-- EXCERPTED DATA follows --

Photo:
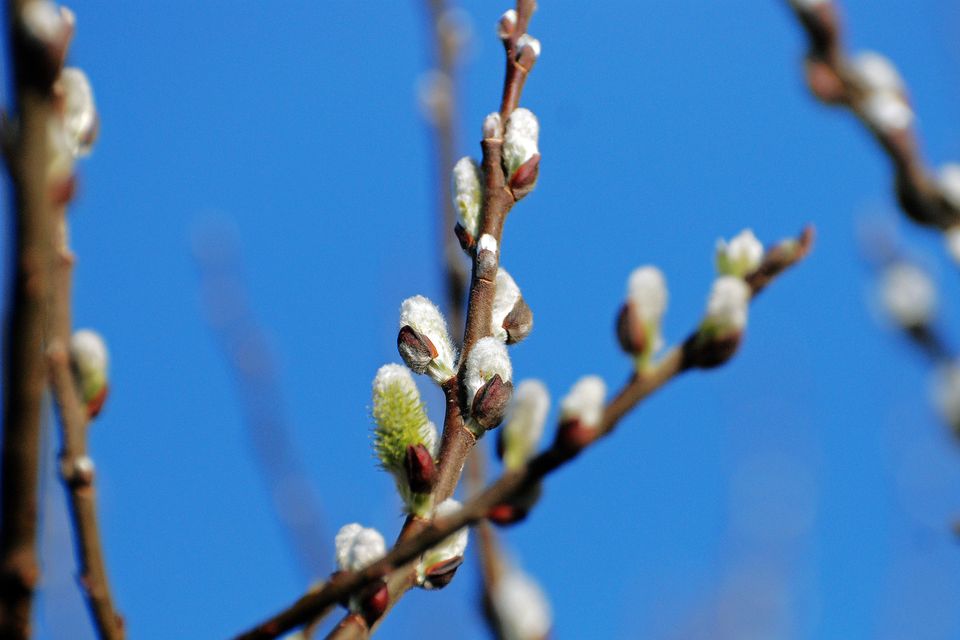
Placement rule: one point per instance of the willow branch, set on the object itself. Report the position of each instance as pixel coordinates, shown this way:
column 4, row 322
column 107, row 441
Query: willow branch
column 832, row 80
column 23, row 370
column 513, row 483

-- EXCERPTED DATA concluded --

Retype the listing exactly and drop the pictures.

Photo:
Placement rule: one point per instance of the willow branch, set on the object itself. Report the position of each instance as pixel coordinates, shown this way:
column 4, row 322
column 107, row 441
Query: willow branch
column 832, row 80
column 23, row 370
column 513, row 483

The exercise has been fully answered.